- **DOCUMENT SECTION**:
_ _ _ _ _ _ _

Anyway, kids being kids they had to double-check the back yard arrangement. 

None of us is traumatized. We went to the city after and got some ice cream and they met up with their bio dad and I went to a movie at my work. (Tree of Life).


----------



## Smackdown (Feb 21, 2011)

Ya know this business of ice cream.....makes me want to go out and get some....ice cream that is....don't know what else to say.
Mouse


----------



## Homemaker_Numero_Uno (Jan 18, 2011)

I was once quoted on a friend's ice cream parlor FB page as saying 'Ice Cream is the Same as Love". She brought some to a welcoming dinner for me when I first moved here. A group of women offered their support during my husband's deployment...little did I know how much I would need my town and the friendly faces in it. (Our town's motto is 'Enter here to be and find a friend.' No kidding, we even have signs up on all the roads entering the town.) I'm moving but it is still 'my' town. Our local ice cream shop/general store is shut down but I'm just as anxious as everyone else to have it re-open...it's by the lake where there is swimming.

_ _ _ _ _ _ _

- **RECORDS FOR THIS EXERCISE**:
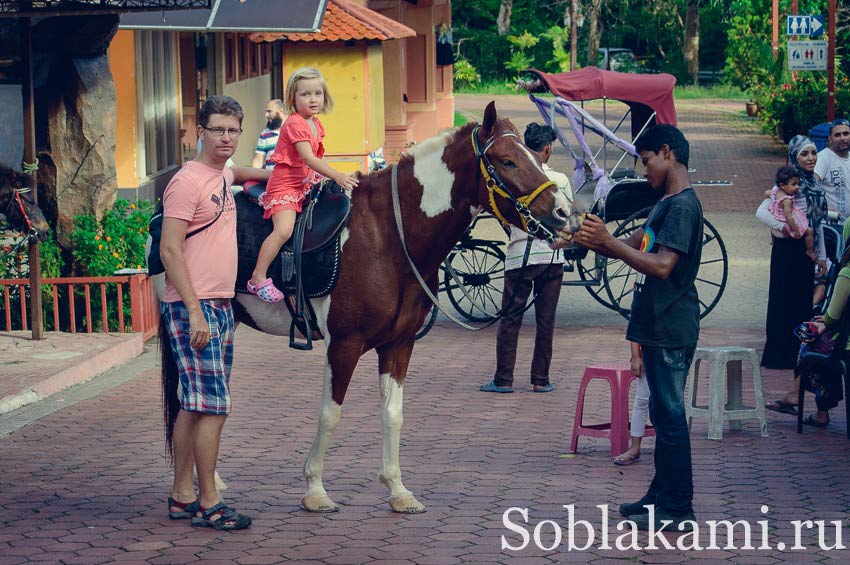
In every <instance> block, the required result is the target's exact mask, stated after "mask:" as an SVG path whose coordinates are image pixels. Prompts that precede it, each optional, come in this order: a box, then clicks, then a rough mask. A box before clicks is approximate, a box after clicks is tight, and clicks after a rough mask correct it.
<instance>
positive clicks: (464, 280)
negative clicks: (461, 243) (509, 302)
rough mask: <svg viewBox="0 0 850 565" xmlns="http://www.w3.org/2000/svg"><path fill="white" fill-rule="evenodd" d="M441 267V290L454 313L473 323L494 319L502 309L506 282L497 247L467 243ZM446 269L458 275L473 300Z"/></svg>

_ _ _ _ _ _ _

- **WORK INSTRUCTIONS**:
**1.** Print the entries from their beginning up to and including the line with "negative clicks: (461, 243) (509, 302)", without any pictures.
**2.** Pick up the forum thread about ice cream from where it stops.

- **EXPECTED RESPONSES**:
**1.**
In every <instance> block, the required result is the target's exact mask, stated after "mask:" as an SVG path whose coordinates are image pixels. Prompts that precede it, each optional, come in this order: a box, then clicks, then a rough mask. A box before clicks is approximate, a box after clicks is tight, and clicks after a rough mask correct it.
<instance>
positive clicks: (464, 280)
negative clicks: (461, 243) (509, 302)

**2.**
My perfect date these days would be a taco, cross the street for ballroom dance instruction, walk to the plaza in back of the building to get an ice cream by the fountains, followed by a drive to a glacial lake to jump in (in my home town area), back to the city for a movie, and then stargazing/campout/campfire. I've done or planned to do (camping) everything this summer but jump in the lake and that's coming soon.

No date, though. I'm thinking about asking someone to come jump in the lake with me. It's a very cold lake and there is a dock. Usually I jump in around Memorial Day but it is wrong to jump in until you feel the urge. And that only just happened. It's something that's better to do with a friend. I wonder if it would be bizarre to ask a guy I like to come and jump in the lake with me? There's ice cream across the street from the lake.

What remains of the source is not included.